### Goal of the exercise
Please copy the lines of the material below that fall between the line holding "The automated pipeline tagged distant hills" and the line holding "[763,434,1117,763]", inclusive, without changing them.

[Source data]
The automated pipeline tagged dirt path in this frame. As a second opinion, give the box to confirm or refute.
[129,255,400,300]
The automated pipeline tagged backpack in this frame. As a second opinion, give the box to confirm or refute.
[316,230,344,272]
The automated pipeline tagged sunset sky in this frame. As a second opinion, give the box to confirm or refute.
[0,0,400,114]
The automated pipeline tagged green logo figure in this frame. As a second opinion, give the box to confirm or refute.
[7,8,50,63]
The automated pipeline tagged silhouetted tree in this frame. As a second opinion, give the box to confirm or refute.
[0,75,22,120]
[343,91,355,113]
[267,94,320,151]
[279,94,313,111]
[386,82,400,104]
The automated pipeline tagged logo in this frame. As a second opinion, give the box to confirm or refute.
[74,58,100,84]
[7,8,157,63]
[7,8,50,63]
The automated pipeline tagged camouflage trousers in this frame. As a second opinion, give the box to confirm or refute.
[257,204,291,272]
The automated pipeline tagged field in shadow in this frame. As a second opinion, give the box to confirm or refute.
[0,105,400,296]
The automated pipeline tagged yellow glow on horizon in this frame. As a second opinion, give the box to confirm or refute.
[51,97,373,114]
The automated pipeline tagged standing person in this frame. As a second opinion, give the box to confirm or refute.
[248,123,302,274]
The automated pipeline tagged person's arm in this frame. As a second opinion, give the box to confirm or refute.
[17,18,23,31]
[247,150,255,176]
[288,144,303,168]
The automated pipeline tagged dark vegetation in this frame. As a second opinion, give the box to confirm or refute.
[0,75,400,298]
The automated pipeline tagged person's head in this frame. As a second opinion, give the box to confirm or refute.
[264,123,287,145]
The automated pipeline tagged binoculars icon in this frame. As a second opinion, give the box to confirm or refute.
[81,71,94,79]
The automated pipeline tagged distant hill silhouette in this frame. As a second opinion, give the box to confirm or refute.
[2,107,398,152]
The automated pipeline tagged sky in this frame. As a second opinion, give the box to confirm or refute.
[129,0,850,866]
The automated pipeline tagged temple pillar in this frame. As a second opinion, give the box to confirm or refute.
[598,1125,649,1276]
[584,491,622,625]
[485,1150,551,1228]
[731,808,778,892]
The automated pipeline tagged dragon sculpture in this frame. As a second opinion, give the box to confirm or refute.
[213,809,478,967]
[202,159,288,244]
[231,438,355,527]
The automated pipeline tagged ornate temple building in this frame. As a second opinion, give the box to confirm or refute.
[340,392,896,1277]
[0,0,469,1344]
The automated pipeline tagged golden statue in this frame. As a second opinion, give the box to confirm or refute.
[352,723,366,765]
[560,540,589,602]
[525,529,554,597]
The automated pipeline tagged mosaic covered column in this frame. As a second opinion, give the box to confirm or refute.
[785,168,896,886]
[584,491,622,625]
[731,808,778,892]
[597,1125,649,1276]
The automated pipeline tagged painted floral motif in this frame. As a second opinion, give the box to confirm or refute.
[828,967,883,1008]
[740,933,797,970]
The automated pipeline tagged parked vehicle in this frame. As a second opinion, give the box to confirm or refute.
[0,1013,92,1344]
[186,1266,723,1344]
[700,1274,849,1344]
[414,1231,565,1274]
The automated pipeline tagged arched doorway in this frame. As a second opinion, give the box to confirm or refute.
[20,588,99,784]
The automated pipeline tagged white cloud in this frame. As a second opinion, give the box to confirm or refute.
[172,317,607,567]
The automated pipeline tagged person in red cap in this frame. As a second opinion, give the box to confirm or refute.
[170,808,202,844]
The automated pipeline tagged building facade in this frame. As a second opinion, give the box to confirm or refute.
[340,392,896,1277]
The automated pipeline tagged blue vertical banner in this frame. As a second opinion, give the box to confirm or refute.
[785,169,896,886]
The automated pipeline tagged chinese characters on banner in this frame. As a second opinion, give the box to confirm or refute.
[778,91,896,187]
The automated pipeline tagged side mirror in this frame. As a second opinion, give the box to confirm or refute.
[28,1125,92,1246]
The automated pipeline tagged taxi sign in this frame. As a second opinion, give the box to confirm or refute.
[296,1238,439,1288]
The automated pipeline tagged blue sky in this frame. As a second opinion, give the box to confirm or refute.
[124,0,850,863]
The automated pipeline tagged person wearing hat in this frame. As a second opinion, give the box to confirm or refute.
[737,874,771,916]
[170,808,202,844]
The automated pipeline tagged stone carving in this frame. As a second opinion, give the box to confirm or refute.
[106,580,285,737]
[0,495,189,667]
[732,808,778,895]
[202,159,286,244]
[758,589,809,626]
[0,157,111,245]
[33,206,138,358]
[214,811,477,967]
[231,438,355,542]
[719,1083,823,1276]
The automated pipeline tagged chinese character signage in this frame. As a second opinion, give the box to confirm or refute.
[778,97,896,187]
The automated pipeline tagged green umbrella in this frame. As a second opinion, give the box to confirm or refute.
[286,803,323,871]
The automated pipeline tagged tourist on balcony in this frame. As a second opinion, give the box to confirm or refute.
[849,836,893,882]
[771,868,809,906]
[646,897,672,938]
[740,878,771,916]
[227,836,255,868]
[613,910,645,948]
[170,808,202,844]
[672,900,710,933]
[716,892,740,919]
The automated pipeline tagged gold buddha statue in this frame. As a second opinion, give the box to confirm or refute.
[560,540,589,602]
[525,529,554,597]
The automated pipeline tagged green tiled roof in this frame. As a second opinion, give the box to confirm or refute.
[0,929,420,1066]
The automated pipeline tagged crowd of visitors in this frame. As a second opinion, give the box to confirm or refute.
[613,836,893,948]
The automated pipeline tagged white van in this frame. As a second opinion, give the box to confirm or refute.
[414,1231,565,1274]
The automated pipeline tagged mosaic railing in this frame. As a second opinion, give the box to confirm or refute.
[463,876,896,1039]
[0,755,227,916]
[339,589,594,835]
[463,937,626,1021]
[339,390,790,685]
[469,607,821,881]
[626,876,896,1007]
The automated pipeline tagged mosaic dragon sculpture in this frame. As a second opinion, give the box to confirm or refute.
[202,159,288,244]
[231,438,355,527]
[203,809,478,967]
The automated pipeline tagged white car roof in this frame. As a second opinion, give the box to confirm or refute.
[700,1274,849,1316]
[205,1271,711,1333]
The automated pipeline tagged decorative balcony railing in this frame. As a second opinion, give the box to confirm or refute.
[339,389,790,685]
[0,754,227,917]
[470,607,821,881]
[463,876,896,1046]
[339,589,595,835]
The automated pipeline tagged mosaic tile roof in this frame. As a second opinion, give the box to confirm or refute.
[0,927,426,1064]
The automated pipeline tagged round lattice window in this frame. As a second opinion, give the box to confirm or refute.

--

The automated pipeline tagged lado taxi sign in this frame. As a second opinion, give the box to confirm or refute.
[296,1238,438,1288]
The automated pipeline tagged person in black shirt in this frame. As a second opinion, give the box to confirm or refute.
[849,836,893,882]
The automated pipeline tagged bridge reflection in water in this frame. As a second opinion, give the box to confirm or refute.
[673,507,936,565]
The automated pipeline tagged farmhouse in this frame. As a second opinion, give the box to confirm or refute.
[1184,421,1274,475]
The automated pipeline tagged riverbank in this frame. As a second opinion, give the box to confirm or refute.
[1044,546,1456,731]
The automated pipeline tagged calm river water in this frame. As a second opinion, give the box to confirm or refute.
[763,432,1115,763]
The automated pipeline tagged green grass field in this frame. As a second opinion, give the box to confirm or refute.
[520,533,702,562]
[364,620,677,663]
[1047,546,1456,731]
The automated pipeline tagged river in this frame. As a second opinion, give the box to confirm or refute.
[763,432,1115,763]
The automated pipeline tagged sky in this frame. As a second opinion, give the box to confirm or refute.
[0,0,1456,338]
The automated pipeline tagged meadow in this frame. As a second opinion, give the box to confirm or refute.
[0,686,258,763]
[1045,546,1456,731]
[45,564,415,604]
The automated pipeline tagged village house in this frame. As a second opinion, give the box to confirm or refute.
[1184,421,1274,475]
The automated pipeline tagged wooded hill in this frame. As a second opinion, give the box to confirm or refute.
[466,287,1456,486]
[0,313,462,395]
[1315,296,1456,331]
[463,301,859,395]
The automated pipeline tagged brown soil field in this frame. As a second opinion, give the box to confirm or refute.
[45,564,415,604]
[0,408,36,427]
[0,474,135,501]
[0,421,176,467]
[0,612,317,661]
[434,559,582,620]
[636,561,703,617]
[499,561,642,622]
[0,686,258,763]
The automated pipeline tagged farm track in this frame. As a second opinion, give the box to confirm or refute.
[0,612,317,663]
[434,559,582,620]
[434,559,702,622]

---

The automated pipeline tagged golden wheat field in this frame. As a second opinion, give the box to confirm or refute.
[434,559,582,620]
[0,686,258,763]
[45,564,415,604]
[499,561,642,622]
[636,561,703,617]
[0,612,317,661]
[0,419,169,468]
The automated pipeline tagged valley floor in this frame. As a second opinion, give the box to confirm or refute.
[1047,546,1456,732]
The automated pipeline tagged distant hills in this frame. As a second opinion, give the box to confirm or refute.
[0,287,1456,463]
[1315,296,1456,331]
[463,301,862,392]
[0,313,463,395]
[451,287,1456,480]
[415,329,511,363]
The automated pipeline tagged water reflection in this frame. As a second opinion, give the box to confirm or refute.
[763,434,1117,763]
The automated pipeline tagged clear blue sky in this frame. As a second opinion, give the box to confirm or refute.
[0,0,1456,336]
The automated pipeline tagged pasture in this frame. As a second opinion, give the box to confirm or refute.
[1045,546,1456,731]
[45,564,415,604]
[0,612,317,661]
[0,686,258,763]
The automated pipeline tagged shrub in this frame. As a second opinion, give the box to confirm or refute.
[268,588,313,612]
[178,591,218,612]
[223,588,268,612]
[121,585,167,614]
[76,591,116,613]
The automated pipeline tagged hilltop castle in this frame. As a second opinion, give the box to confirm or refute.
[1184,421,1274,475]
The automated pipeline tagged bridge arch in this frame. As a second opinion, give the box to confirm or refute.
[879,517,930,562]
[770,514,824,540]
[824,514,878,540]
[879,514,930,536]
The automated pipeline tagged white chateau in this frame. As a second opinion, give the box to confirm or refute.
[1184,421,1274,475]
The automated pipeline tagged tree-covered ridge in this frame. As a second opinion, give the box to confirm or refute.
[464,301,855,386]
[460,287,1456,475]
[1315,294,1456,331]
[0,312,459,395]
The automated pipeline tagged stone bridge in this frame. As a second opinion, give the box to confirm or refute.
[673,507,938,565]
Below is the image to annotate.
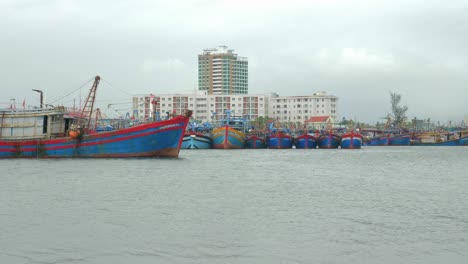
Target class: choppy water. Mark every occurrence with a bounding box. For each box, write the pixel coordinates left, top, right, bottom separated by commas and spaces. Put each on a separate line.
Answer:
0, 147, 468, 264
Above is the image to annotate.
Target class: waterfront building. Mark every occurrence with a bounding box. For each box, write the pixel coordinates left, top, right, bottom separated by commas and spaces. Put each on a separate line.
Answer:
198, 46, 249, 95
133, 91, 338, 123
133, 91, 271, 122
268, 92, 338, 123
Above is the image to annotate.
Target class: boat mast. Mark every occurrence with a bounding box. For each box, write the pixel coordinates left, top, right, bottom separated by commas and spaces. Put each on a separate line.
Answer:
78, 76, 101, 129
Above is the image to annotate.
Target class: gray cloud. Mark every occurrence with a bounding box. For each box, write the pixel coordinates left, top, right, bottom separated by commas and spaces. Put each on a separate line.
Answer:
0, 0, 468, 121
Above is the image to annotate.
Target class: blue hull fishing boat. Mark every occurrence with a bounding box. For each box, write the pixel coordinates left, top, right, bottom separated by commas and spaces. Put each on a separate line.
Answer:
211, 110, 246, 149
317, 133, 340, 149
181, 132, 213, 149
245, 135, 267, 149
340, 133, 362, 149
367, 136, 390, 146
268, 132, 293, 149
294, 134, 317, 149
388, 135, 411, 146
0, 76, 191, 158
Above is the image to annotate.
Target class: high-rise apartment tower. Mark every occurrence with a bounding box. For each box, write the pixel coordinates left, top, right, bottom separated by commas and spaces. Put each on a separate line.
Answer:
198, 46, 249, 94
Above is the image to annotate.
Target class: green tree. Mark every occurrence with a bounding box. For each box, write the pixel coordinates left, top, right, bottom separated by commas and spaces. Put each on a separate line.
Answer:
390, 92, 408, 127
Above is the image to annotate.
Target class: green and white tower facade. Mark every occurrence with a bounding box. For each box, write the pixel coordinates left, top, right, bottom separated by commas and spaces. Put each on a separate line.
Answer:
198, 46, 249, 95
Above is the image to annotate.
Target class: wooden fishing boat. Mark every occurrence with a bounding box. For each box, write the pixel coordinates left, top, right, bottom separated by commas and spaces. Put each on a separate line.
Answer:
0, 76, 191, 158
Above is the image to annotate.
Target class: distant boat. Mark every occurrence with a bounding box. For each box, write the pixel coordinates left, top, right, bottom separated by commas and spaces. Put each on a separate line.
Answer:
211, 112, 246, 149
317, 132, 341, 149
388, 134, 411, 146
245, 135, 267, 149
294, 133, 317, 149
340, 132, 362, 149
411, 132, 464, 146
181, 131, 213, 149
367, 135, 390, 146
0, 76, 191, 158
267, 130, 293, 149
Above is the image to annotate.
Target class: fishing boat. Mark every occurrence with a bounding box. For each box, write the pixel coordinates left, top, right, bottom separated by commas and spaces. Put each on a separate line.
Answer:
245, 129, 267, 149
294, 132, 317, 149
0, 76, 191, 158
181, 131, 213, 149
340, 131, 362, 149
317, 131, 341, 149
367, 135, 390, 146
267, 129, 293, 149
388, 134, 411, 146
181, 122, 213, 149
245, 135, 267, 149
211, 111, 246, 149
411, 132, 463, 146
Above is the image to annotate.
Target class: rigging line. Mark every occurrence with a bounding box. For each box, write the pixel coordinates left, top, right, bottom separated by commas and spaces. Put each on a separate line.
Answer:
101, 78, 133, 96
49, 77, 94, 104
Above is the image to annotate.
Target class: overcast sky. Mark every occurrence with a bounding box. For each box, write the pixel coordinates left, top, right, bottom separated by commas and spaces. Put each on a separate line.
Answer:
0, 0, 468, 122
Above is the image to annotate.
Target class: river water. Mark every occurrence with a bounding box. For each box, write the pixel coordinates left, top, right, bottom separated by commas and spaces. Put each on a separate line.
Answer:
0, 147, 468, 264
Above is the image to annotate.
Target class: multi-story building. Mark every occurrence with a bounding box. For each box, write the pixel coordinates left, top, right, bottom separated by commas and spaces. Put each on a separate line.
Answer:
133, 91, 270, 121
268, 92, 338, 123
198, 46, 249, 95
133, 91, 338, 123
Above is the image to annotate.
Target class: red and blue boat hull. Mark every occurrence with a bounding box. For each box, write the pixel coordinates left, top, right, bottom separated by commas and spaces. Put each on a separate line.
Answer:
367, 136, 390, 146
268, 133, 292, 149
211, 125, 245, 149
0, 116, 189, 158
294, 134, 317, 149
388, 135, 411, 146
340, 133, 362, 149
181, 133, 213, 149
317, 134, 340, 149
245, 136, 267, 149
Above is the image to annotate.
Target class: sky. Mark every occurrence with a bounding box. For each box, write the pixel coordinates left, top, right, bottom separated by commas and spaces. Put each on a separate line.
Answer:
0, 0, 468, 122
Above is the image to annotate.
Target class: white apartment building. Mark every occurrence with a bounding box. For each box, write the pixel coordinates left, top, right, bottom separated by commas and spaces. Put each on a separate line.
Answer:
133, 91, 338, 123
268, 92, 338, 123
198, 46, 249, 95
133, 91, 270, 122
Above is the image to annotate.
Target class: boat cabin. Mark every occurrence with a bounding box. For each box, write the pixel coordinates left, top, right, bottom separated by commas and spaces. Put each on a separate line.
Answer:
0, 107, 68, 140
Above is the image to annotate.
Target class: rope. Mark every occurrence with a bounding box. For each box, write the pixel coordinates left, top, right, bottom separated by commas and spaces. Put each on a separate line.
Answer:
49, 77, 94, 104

### Full output
The automated pipeline tagged distant hills in this frame. As a second opinion, give the box to confirm or refute.
[0,287,1456,463]
[1315,296,1456,331]
[463,301,862,392]
[0,313,463,395]
[451,287,1456,480]
[415,329,511,363]
The automated pipeline tagged water reflection in this frame. As a second opinion, give the box to confirm or refute.
[763,434,1117,763]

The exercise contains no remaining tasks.